**Task prompt:** Your answer should be the entries, repeated exactly.

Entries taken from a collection
== Segment start ==

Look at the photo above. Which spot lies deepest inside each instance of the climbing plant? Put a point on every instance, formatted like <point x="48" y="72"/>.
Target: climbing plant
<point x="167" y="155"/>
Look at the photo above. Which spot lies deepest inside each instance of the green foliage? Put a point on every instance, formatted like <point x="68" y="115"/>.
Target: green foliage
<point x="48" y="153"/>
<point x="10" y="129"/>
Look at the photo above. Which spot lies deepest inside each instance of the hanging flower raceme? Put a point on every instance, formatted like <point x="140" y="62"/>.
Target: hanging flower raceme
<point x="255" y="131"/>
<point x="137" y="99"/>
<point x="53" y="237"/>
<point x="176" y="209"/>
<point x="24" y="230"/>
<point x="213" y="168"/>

== Segment end ==

**Answer box:**
Look at the photo above. Which spot lies deepest inside each instance of the climbing plant? Put a point on every instance, formatted like <point x="48" y="72"/>.
Target: climbing plant
<point x="167" y="155"/>
Look at the photo above. Which spot lies deepest inside each instance of the green foliage? Put a point on every instance, formatted like <point x="68" y="115"/>.
Target: green foliage
<point x="48" y="153"/>
<point x="10" y="129"/>
Look at the photo above. Which spot lies deepest inside each instance of the hanging flower raceme? Put a point on every instance, formatted like <point x="140" y="62"/>.
Target: hanging flower raceme
<point x="255" y="131"/>
<point x="137" y="99"/>
<point x="53" y="237"/>
<point x="176" y="209"/>
<point x="24" y="230"/>
<point x="213" y="168"/>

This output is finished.